That's a great one, right, like so. So you have a practice of a non compete, how I take people through this exercise all the time, take the practice, what are the principles or fundamental assumptions that we have underneath of that, right? In the book, the human enterprise, one of my favorite quotes is, all management decisions and systems have some assumption of human nature or human behavior underneath them. So what are the principles that we believe under non competes? Now this is where I get back to the adapter adopt. I don't advocate for cancelable, non competes or use all non competes. I just want HR practitioners and leaders to reflect back and say, what do we gain? And what do we lose by using non competes and realize that that it's not a perfect solution one way or the other, be intentional about the choices that you make?

Kyle Roed:

Love that. And I think it's you know, what's powerful about thinking about it that way is it's it's not a it's not a best practice. It's it's about shifting your the way that you think about things, right. So you know, every policy that we put together, are we asking ourselves, what is our assumption of human behavior here? Right, I'm sorry, we are? Or the way I think about it is, am I writing this policy for 5% of people that will abuse the system? Yeah. And therefore hurting the 95% of people that won't, ie every attendance policy that exists?

- RECORDS SHOWN -
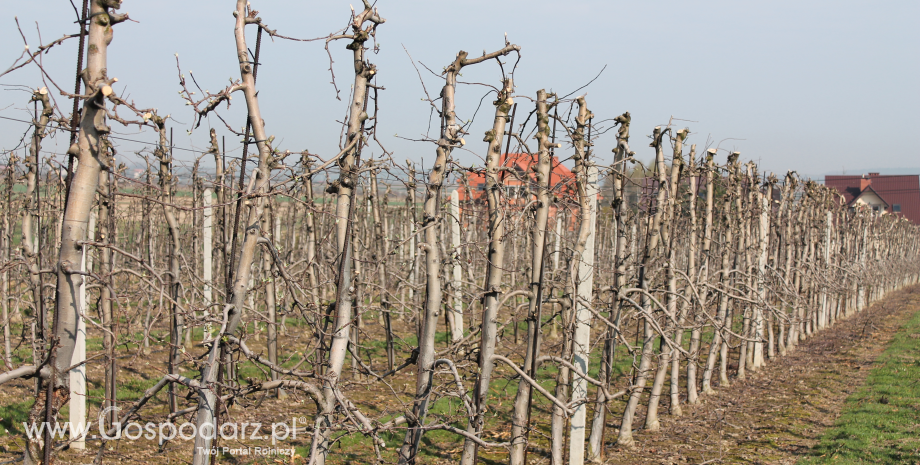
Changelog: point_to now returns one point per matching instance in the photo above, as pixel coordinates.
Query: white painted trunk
(582, 337)
(206, 252)
(77, 416)
(456, 315)
(765, 206)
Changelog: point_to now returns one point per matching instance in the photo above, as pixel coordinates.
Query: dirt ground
(778, 413)
(774, 416)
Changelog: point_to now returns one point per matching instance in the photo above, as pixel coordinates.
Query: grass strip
(880, 423)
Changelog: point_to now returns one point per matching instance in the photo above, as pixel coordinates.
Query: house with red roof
(518, 181)
(895, 194)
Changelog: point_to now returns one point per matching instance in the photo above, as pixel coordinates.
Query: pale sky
(814, 86)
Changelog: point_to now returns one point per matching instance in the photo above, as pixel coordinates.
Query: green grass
(880, 423)
(12, 416)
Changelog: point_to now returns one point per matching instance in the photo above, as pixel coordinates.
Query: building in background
(896, 194)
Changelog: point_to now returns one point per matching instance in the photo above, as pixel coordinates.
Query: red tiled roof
(903, 190)
(520, 162)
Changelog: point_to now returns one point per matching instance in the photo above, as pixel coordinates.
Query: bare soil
(777, 414)
(774, 416)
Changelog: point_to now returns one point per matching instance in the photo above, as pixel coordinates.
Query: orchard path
(778, 413)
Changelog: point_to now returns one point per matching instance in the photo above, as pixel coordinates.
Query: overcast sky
(817, 86)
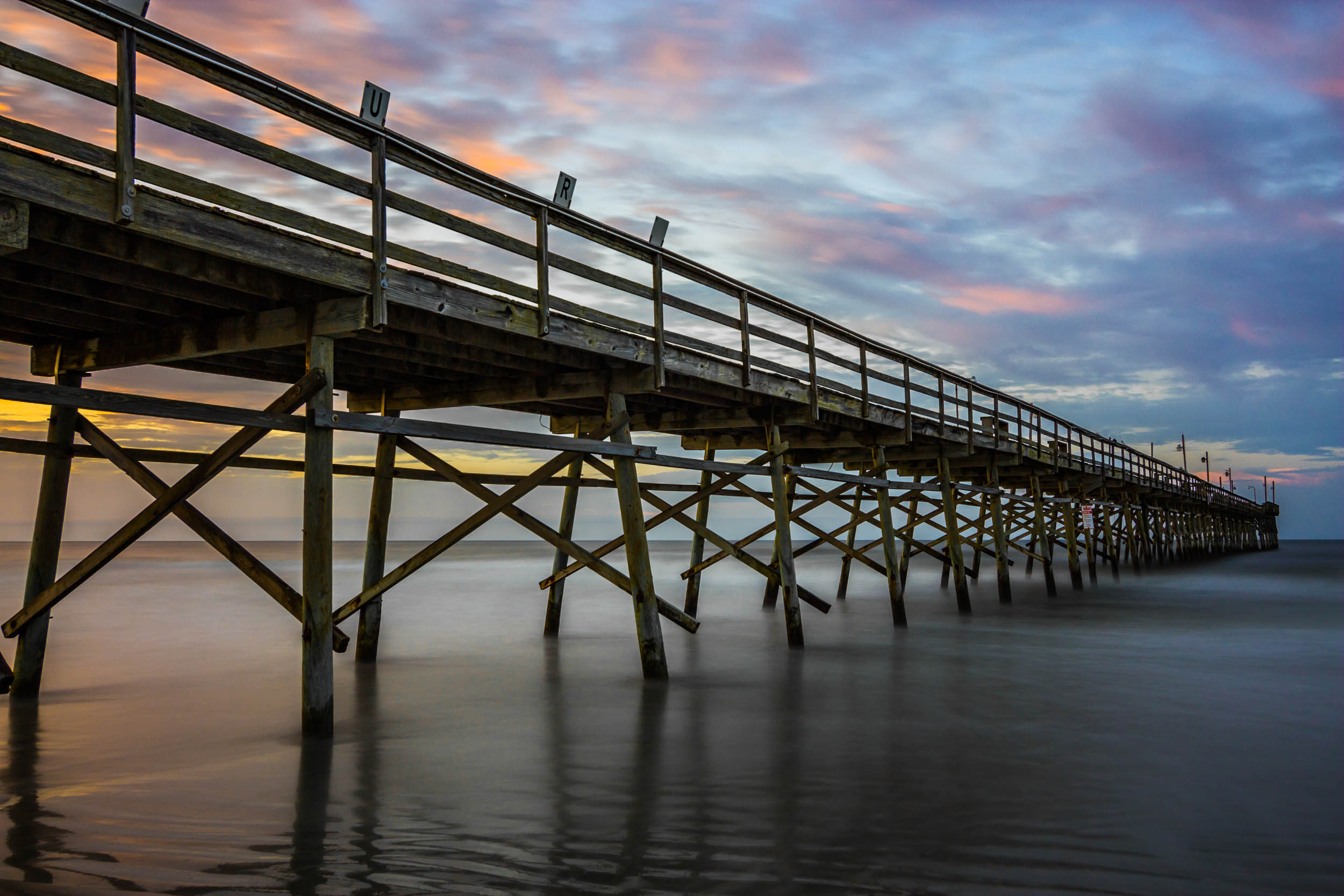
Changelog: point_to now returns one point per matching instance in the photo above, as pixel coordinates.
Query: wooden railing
(875, 374)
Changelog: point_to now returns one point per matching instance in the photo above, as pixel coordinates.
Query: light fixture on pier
(133, 7)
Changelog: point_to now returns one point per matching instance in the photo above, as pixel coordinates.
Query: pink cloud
(998, 300)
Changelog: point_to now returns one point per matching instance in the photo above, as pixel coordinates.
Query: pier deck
(109, 261)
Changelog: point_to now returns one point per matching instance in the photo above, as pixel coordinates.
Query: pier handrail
(952, 399)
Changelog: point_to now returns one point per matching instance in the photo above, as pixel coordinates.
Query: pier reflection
(31, 843)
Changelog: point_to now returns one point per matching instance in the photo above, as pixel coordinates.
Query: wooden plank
(14, 225)
(244, 559)
(512, 391)
(472, 434)
(648, 632)
(45, 551)
(163, 505)
(276, 328)
(146, 406)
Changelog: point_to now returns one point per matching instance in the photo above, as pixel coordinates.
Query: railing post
(124, 200)
(378, 275)
(745, 327)
(863, 381)
(544, 275)
(659, 372)
(812, 370)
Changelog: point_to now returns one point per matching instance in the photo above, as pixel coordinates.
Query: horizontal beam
(276, 328)
(475, 434)
(514, 391)
(146, 406)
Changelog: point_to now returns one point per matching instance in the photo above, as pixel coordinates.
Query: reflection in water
(33, 844)
(307, 863)
(1061, 746)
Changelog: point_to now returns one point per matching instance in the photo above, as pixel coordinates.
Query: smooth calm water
(1174, 733)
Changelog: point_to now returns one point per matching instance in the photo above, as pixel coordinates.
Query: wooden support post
(996, 518)
(1090, 546)
(910, 528)
(375, 544)
(850, 537)
(124, 198)
(784, 543)
(1111, 539)
(896, 587)
(46, 546)
(702, 518)
(638, 553)
(555, 594)
(980, 537)
(318, 688)
(1043, 536)
(953, 531)
(1076, 574)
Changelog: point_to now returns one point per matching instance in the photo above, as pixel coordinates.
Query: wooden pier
(109, 261)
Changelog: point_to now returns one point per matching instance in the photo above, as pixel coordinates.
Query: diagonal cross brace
(694, 526)
(668, 512)
(201, 524)
(495, 505)
(191, 483)
(538, 528)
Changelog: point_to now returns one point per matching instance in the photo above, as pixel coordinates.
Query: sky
(1127, 211)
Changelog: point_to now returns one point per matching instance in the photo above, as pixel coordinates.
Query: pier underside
(111, 262)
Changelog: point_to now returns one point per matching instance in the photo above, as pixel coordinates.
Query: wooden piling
(647, 626)
(996, 519)
(949, 512)
(1076, 574)
(781, 489)
(912, 512)
(850, 539)
(896, 587)
(555, 594)
(318, 688)
(375, 544)
(45, 550)
(1043, 536)
(702, 516)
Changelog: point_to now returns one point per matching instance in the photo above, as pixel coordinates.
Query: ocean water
(1179, 731)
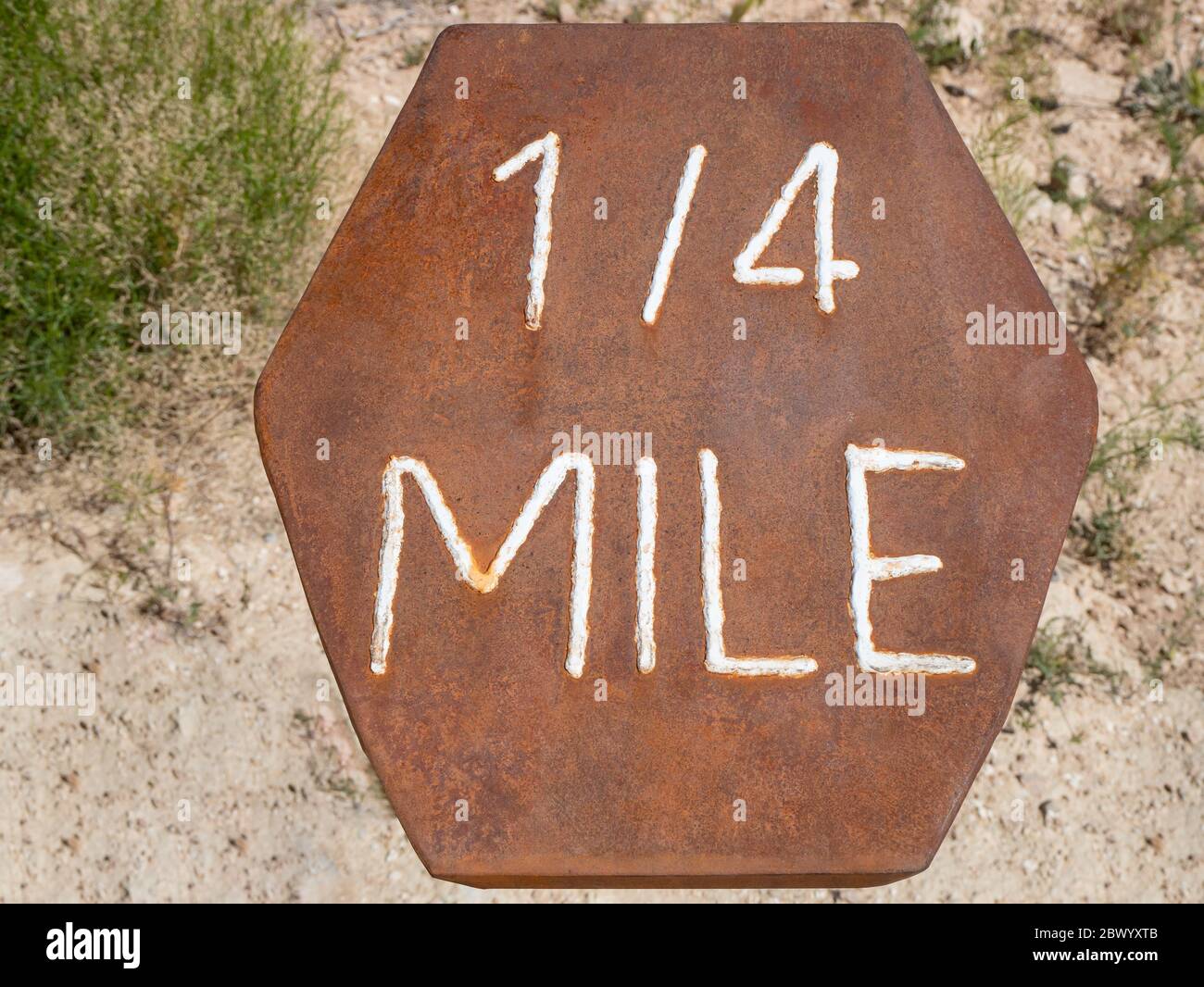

- WRITTEN EXERCISE A -
In the transcript on non-competes, what does Kyle Roed give as an example of a policy written for the 5% of people who will abuse the system?
- WRITTEN EXERCISE B -
Pull out each line of the records that contains the word "grass".
The records are unrelated to the transcript.

- EXERCISE ANSWER A -
Every attendance policy that exists.

- EXERCISE ANSWER B -
Query: grass strip
Query: green grass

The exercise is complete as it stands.